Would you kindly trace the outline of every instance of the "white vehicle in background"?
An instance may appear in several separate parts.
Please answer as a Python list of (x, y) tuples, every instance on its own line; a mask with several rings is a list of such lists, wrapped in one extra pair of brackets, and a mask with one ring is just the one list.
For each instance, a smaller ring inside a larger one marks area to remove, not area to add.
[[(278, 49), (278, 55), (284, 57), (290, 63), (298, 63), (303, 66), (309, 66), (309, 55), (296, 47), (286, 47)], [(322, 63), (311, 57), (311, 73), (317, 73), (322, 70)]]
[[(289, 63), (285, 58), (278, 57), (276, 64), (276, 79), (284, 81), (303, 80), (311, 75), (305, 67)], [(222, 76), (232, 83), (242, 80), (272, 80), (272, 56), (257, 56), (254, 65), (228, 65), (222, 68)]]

--

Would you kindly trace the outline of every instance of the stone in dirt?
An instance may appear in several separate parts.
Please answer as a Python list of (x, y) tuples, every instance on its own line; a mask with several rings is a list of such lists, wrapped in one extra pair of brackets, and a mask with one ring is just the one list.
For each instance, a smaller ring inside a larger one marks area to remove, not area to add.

---

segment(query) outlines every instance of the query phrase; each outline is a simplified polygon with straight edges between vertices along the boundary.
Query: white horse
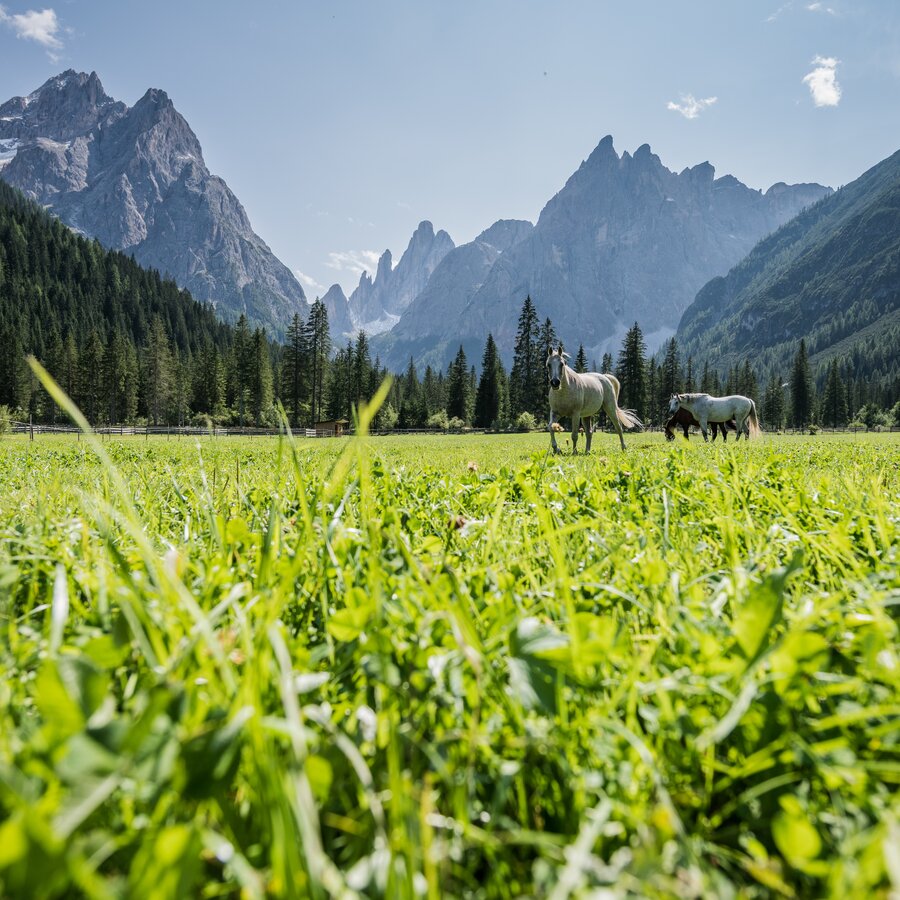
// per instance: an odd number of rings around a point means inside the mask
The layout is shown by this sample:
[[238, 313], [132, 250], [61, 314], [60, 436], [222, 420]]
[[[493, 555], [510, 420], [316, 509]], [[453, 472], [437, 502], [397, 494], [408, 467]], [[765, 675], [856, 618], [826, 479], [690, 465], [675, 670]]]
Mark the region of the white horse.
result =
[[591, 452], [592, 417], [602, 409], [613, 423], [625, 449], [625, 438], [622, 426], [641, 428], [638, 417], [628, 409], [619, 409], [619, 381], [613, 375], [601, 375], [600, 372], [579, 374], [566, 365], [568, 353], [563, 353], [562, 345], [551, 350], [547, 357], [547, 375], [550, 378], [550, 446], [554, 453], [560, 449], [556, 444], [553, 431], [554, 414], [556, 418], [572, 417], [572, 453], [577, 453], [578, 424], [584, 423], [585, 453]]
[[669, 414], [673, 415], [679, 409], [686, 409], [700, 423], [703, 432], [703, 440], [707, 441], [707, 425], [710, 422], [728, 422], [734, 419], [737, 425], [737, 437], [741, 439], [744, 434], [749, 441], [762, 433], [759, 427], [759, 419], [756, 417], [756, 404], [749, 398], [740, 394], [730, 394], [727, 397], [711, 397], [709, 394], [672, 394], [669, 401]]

◆ HOW TO COMPLETE THIS TASK ◆
The answer should be a number alone: the count of lines in the records that hold the word "outline".

◆ EXERCISE RESPONSE ◆
3